● **Short problem**
Copy out the listing below line for line, keeping every character the same.

● **Information shown**
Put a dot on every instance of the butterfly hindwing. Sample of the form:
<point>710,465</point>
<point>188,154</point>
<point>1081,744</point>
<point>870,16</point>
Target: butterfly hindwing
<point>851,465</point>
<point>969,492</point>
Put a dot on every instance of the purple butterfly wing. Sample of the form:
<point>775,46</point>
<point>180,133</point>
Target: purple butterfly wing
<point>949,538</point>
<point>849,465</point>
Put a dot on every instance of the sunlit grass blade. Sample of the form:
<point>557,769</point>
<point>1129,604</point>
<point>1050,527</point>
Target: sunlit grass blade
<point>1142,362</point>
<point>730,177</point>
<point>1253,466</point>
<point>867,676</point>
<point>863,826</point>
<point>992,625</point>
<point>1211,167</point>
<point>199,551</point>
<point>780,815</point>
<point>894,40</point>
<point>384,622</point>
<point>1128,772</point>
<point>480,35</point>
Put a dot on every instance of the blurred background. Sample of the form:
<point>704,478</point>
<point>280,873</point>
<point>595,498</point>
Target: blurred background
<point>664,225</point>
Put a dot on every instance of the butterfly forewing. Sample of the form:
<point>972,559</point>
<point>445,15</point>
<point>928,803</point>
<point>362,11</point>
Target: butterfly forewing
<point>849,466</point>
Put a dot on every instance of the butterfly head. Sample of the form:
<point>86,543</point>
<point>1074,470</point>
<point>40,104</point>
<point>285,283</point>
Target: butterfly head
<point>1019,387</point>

● **Output**
Put a dot on every instance of the butterfly hindwing. Sample of the form:
<point>710,465</point>
<point>188,154</point>
<point>1081,744</point>
<point>870,16</point>
Target: butterfly hindwing
<point>851,465</point>
<point>969,492</point>
Put a dot on every instance of the purple butterfly wing. Sample of the form:
<point>775,46</point>
<point>180,133</point>
Target: purple butterfly wing
<point>949,538</point>
<point>849,465</point>
Put a dot on every instance of the sunlit grass blade. Sample of the form:
<point>557,769</point>
<point>1129,604</point>
<point>1050,527</point>
Target: sunlit grass blade
<point>1142,362</point>
<point>730,177</point>
<point>1253,466</point>
<point>867,676</point>
<point>863,826</point>
<point>992,625</point>
<point>1211,167</point>
<point>199,551</point>
<point>780,815</point>
<point>894,40</point>
<point>384,622</point>
<point>1128,772</point>
<point>480,35</point>
Put a dot on every instance of the blurred background. Sample of the form:
<point>704,478</point>
<point>280,873</point>
<point>595,498</point>
Target: blurred background
<point>664,225</point>
Put a dot on every instance of the butterfly forewing. Sample of the form:
<point>972,559</point>
<point>445,15</point>
<point>928,803</point>
<point>362,11</point>
Target: butterfly forewing
<point>849,466</point>
Put a dot on every instance of the butterfly head. Sample of the form:
<point>86,543</point>
<point>1074,470</point>
<point>40,104</point>
<point>285,283</point>
Target: butterfly head
<point>1019,387</point>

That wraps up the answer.